Report how many lines of the records below contain the string "mark". Give only the number.

[Polygon annotations for photos]
┄┄┄┄┄┄┄┄┄┄┄┄┄┄┄┄┄┄┄┄

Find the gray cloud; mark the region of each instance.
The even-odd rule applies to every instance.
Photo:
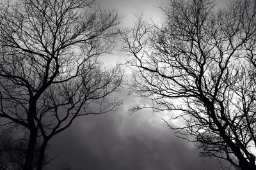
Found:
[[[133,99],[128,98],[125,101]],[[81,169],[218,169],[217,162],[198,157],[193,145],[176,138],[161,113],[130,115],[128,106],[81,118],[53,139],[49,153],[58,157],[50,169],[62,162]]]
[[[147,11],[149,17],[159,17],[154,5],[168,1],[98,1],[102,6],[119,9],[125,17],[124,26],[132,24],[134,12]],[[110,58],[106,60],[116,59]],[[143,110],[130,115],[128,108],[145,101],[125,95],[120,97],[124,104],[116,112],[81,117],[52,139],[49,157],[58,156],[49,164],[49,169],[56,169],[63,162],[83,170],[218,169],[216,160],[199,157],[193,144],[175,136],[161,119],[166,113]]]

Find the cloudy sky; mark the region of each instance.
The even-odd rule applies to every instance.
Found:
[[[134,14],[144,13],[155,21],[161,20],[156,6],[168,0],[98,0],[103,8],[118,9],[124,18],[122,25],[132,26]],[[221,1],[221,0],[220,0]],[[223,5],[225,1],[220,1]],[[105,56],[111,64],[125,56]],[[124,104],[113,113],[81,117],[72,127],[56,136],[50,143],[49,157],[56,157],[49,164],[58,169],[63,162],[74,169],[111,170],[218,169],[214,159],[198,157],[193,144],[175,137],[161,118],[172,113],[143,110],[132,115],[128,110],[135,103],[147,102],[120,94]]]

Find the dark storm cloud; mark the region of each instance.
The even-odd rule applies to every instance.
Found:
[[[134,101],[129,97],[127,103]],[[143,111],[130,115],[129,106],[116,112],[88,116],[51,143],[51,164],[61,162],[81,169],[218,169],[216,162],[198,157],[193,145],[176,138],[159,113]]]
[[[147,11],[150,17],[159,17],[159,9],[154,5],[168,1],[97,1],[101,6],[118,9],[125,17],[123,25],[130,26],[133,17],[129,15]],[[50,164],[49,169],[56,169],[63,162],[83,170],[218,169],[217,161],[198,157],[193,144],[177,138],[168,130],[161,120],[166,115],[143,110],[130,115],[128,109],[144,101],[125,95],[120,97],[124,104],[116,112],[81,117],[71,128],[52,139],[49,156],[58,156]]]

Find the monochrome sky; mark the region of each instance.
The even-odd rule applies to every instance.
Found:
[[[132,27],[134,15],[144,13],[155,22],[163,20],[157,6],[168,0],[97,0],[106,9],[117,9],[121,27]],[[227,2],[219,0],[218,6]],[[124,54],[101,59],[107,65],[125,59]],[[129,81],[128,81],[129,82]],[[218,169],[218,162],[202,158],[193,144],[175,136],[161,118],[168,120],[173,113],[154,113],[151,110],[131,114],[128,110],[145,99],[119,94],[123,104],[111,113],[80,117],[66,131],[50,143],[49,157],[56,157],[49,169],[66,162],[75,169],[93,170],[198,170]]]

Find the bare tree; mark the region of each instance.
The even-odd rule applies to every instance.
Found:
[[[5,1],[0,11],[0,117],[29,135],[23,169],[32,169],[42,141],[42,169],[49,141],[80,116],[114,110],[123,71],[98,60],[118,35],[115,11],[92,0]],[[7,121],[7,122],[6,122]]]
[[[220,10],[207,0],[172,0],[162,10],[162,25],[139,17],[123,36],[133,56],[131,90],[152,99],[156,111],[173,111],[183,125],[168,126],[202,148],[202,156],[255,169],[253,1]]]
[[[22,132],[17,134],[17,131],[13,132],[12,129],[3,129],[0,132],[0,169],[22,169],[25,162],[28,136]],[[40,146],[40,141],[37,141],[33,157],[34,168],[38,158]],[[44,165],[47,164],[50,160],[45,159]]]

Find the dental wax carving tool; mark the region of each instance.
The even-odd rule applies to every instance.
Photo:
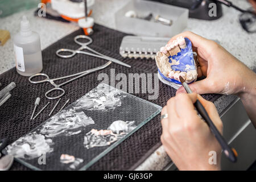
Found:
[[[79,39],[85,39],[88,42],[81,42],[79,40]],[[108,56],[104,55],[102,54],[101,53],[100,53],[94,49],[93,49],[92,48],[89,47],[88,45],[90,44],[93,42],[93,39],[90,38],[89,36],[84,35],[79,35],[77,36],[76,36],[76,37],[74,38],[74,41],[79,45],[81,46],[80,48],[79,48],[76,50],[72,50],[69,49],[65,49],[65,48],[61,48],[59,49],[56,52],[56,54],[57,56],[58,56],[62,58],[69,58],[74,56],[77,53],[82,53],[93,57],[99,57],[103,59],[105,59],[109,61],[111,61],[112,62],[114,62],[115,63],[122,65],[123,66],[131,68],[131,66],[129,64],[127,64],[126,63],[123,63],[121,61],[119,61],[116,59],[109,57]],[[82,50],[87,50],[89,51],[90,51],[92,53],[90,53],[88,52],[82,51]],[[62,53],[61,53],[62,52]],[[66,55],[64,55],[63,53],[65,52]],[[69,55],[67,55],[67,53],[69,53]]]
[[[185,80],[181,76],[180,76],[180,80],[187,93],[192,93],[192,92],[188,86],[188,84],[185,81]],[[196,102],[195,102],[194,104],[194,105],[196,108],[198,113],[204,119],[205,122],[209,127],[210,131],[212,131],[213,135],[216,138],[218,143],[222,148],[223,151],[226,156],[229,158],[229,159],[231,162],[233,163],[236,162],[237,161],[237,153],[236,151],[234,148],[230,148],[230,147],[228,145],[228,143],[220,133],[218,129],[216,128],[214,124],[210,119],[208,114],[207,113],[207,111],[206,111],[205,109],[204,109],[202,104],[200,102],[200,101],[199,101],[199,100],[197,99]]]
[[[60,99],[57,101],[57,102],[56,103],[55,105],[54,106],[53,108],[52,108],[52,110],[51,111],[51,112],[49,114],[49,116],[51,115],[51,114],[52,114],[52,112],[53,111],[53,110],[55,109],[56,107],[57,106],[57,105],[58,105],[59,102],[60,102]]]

┄┄┄┄┄┄┄┄┄┄┄┄┄┄┄┄┄┄┄┄

◆ TASK RESULT
6